-- start Data for this task --

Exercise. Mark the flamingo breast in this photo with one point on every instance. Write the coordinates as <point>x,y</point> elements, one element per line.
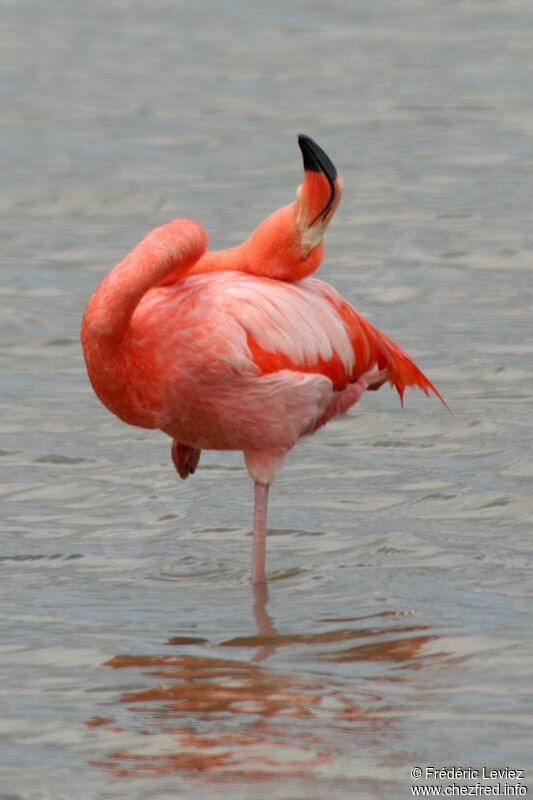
<point>233,361</point>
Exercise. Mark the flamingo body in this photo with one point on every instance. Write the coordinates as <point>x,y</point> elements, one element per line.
<point>237,349</point>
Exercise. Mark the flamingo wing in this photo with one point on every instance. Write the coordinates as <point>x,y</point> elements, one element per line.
<point>307,326</point>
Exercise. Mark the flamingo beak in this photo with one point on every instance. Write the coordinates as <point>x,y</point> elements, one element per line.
<point>318,196</point>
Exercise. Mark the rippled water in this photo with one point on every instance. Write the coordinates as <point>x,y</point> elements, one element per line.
<point>136,659</point>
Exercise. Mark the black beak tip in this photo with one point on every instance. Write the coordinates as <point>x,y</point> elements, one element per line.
<point>315,159</point>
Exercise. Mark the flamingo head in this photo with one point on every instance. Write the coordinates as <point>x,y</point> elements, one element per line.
<point>318,196</point>
<point>288,245</point>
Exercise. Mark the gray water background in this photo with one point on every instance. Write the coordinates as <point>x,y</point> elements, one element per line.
<point>135,660</point>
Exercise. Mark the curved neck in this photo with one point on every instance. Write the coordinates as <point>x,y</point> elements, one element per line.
<point>164,255</point>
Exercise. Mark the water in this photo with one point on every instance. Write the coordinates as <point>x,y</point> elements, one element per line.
<point>136,660</point>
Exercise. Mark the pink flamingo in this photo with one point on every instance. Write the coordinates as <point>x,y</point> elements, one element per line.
<point>238,349</point>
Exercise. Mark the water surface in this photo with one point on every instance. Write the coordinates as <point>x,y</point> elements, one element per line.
<point>136,659</point>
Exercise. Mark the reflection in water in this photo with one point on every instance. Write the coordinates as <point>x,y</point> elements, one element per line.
<point>217,716</point>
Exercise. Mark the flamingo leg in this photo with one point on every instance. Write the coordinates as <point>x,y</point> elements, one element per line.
<point>259,539</point>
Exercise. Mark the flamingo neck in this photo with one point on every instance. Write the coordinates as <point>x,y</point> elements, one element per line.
<point>163,256</point>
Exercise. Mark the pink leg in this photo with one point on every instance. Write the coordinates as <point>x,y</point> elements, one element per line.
<point>185,458</point>
<point>259,540</point>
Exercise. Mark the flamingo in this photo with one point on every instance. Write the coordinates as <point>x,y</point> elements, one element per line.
<point>238,349</point>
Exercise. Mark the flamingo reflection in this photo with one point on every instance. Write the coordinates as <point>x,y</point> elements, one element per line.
<point>215,716</point>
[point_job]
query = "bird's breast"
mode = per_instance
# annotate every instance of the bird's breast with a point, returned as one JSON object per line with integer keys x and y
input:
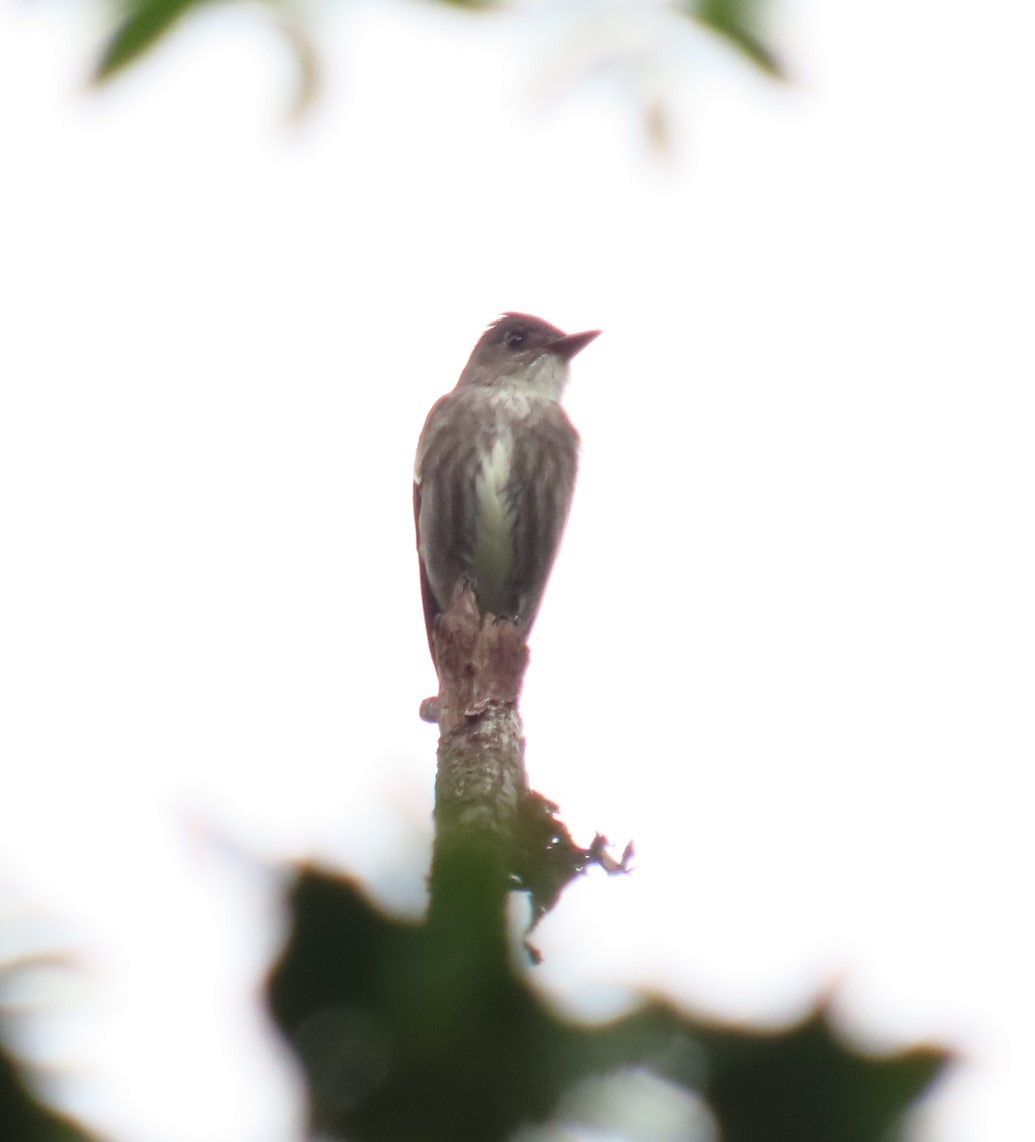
{"x": 492, "y": 556}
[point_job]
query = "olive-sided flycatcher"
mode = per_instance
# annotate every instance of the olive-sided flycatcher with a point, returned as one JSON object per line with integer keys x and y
{"x": 495, "y": 473}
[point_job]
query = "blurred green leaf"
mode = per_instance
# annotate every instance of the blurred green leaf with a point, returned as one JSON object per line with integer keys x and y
{"x": 404, "y": 1034}
{"x": 144, "y": 23}
{"x": 738, "y": 22}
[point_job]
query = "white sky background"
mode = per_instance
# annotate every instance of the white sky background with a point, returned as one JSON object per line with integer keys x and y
{"x": 788, "y": 644}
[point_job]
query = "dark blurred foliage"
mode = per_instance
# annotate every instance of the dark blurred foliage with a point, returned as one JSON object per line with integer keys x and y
{"x": 424, "y": 1032}
{"x": 138, "y": 25}
{"x": 23, "y": 1117}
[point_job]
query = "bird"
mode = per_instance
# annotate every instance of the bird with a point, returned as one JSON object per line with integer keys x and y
{"x": 495, "y": 473}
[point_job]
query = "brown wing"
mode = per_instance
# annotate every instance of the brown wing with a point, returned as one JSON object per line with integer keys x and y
{"x": 431, "y": 605}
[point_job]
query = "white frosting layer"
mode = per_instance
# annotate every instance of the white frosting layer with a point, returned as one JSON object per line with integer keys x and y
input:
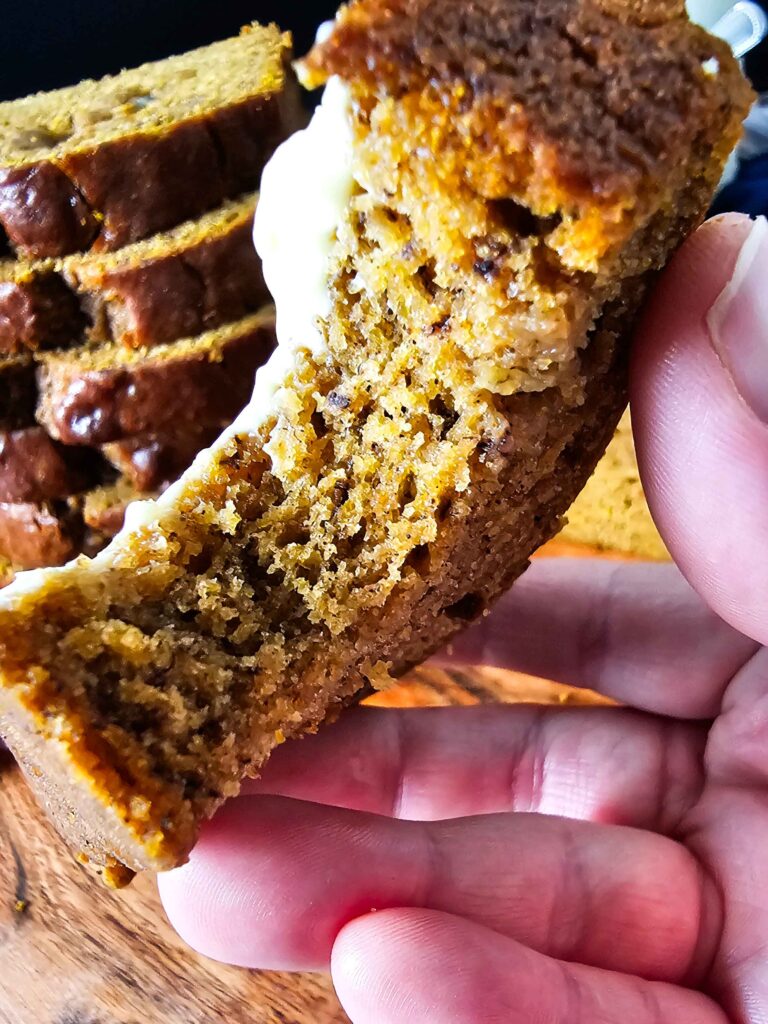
{"x": 304, "y": 190}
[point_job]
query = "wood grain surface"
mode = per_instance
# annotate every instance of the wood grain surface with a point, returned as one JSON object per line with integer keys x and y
{"x": 74, "y": 952}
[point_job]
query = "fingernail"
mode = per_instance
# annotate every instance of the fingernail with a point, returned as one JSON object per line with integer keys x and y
{"x": 737, "y": 322}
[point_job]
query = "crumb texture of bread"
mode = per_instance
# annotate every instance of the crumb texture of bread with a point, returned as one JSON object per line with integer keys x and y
{"x": 520, "y": 171}
{"x": 102, "y": 164}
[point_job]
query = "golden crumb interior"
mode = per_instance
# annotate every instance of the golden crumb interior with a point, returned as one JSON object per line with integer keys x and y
{"x": 470, "y": 377}
{"x": 49, "y": 125}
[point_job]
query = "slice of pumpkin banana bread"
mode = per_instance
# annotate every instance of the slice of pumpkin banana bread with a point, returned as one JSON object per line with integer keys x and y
{"x": 175, "y": 285}
{"x": 35, "y": 468}
{"x": 101, "y": 164}
{"x": 480, "y": 202}
{"x": 96, "y": 395}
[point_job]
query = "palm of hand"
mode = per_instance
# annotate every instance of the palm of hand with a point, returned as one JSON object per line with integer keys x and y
{"x": 637, "y": 891}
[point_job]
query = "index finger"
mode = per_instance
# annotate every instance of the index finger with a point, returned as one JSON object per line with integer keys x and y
{"x": 634, "y": 631}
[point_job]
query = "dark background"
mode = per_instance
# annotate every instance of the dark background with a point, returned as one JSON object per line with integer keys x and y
{"x": 46, "y": 43}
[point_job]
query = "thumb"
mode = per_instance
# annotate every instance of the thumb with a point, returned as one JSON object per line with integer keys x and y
{"x": 699, "y": 399}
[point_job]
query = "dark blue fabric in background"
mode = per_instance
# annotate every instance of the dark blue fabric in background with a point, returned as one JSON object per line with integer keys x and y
{"x": 749, "y": 194}
{"x": 48, "y": 43}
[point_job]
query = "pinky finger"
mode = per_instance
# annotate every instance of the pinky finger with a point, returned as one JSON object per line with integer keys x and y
{"x": 411, "y": 965}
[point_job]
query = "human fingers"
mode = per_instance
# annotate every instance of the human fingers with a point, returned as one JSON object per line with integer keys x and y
{"x": 699, "y": 399}
{"x": 634, "y": 631}
{"x": 406, "y": 965}
{"x": 606, "y": 765}
{"x": 272, "y": 882}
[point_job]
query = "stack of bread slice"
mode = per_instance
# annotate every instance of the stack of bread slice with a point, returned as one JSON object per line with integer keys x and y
{"x": 132, "y": 306}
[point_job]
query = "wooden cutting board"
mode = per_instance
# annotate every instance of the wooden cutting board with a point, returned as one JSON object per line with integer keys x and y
{"x": 74, "y": 952}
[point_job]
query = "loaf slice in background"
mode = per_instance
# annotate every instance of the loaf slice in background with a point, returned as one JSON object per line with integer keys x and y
{"x": 175, "y": 285}
{"x": 484, "y": 195}
{"x": 93, "y": 396}
{"x": 102, "y": 164}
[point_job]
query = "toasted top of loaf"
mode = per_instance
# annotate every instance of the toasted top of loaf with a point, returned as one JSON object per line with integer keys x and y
{"x": 142, "y": 100}
{"x": 417, "y": 435}
{"x": 597, "y": 98}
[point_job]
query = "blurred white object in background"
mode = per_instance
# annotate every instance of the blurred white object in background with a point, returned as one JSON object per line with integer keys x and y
{"x": 743, "y": 26}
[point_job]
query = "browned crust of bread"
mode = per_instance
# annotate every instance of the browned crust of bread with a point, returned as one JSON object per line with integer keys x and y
{"x": 93, "y": 769}
{"x": 35, "y": 468}
{"x": 215, "y": 281}
{"x": 37, "y": 310}
{"x": 164, "y": 290}
{"x": 634, "y": 109}
{"x": 103, "y": 508}
{"x": 169, "y": 389}
{"x": 137, "y": 185}
{"x": 35, "y": 535}
{"x": 151, "y": 462}
{"x": 17, "y": 391}
{"x": 491, "y": 541}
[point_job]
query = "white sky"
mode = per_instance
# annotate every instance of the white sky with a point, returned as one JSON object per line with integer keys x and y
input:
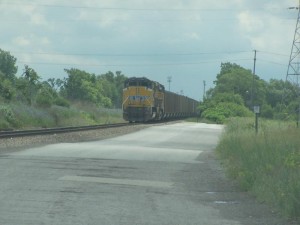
{"x": 185, "y": 39}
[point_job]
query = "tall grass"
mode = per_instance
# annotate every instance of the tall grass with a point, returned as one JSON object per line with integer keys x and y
{"x": 267, "y": 164}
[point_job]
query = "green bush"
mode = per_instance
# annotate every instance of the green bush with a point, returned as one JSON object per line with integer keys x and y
{"x": 44, "y": 98}
{"x": 223, "y": 110}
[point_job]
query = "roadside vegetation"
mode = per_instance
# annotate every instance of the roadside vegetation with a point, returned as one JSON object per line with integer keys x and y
{"x": 80, "y": 98}
{"x": 267, "y": 163}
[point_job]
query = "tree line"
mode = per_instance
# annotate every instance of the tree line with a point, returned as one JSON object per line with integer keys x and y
{"x": 103, "y": 90}
{"x": 235, "y": 93}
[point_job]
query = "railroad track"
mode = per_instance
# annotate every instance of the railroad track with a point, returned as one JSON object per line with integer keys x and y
{"x": 35, "y": 132}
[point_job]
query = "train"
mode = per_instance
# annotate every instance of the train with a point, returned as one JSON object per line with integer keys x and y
{"x": 146, "y": 100}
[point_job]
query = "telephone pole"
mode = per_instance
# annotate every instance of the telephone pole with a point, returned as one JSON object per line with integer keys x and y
{"x": 253, "y": 79}
{"x": 169, "y": 81}
{"x": 293, "y": 70}
{"x": 204, "y": 85}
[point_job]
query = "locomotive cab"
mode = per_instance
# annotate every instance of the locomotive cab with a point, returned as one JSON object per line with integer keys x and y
{"x": 142, "y": 100}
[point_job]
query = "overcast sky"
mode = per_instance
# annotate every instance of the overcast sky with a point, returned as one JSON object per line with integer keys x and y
{"x": 185, "y": 39}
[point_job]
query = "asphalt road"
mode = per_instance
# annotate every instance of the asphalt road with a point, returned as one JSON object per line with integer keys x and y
{"x": 165, "y": 174}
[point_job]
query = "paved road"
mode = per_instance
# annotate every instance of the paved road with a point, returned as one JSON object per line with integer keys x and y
{"x": 165, "y": 174}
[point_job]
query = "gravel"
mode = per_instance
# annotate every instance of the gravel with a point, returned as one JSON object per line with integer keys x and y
{"x": 14, "y": 144}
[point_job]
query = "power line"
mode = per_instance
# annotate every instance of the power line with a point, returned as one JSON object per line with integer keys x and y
{"x": 130, "y": 9}
{"x": 129, "y": 65}
{"x": 130, "y": 54}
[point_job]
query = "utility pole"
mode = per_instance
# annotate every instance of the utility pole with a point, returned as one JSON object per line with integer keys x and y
{"x": 169, "y": 81}
{"x": 253, "y": 79}
{"x": 204, "y": 85}
{"x": 293, "y": 70}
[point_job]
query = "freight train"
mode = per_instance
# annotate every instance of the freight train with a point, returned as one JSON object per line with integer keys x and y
{"x": 146, "y": 100}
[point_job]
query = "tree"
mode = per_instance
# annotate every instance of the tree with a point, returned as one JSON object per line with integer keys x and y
{"x": 28, "y": 85}
{"x": 7, "y": 89}
{"x": 8, "y": 65}
{"x": 84, "y": 86}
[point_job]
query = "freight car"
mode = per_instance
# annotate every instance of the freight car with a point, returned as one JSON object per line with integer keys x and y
{"x": 147, "y": 100}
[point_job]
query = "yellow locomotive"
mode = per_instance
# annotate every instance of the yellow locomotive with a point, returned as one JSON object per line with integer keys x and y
{"x": 146, "y": 100}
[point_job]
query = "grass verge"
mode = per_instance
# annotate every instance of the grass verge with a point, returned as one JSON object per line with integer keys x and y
{"x": 22, "y": 116}
{"x": 266, "y": 164}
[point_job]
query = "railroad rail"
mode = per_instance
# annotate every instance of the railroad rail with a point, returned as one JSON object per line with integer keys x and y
{"x": 45, "y": 131}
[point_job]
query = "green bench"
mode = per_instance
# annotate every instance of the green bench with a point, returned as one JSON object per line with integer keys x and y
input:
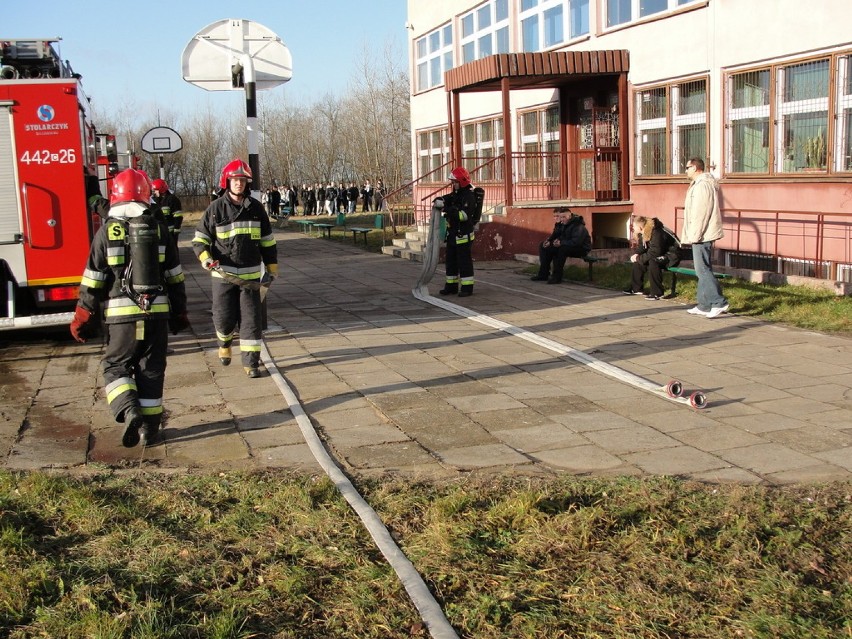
{"x": 325, "y": 229}
{"x": 680, "y": 270}
{"x": 590, "y": 260}
{"x": 378, "y": 223}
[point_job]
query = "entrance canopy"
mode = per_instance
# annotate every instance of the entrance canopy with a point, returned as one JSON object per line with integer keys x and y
{"x": 535, "y": 70}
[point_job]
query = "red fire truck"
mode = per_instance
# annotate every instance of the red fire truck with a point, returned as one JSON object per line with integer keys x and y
{"x": 48, "y": 169}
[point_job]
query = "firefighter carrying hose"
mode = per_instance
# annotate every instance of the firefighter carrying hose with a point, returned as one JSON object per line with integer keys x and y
{"x": 169, "y": 204}
{"x": 234, "y": 241}
{"x": 134, "y": 277}
{"x": 460, "y": 209}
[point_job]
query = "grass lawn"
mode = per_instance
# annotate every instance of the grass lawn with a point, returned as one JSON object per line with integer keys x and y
{"x": 276, "y": 555}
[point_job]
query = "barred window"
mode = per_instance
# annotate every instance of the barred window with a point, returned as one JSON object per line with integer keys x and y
{"x": 434, "y": 57}
{"x": 485, "y": 30}
{"x": 433, "y": 151}
{"x": 671, "y": 127}
{"x": 778, "y": 118}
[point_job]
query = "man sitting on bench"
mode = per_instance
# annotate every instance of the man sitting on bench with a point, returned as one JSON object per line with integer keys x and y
{"x": 569, "y": 238}
{"x": 656, "y": 249}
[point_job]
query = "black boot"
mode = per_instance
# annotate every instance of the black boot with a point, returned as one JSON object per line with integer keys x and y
{"x": 132, "y": 423}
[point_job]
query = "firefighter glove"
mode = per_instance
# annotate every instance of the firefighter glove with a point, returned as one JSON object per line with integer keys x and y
{"x": 80, "y": 324}
{"x": 178, "y": 323}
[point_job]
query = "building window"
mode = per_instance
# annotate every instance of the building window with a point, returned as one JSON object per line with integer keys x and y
{"x": 485, "y": 31}
{"x": 539, "y": 135}
{"x": 482, "y": 142}
{"x": 433, "y": 154}
{"x": 620, "y": 12}
{"x": 544, "y": 23}
{"x": 671, "y": 127}
{"x": 777, "y": 118}
{"x": 434, "y": 57}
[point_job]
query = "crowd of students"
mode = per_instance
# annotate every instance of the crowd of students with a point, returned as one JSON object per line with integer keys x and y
{"x": 329, "y": 199}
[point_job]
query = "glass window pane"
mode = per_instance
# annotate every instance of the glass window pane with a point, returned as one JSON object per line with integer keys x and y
{"x": 551, "y": 120}
{"x": 806, "y": 81}
{"x": 579, "y": 17}
{"x": 529, "y": 34}
{"x": 553, "y": 26}
{"x": 501, "y": 10}
{"x": 483, "y": 17}
{"x": 422, "y": 76}
{"x": 485, "y": 46}
{"x": 750, "y": 89}
{"x": 469, "y": 52}
{"x": 467, "y": 25}
{"x": 649, "y": 7}
{"x": 529, "y": 123}
{"x": 692, "y": 98}
{"x": 435, "y": 71}
{"x": 502, "y": 37}
{"x": 434, "y": 41}
{"x": 653, "y": 157}
{"x": 617, "y": 12}
{"x": 653, "y": 104}
{"x": 750, "y": 145}
{"x": 804, "y": 141}
{"x": 692, "y": 143}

-- end Data for this task --

### What the task requires
Count the lines in the records above that contain the string "grain". Reply with the number alone.

### Output of the exercise
2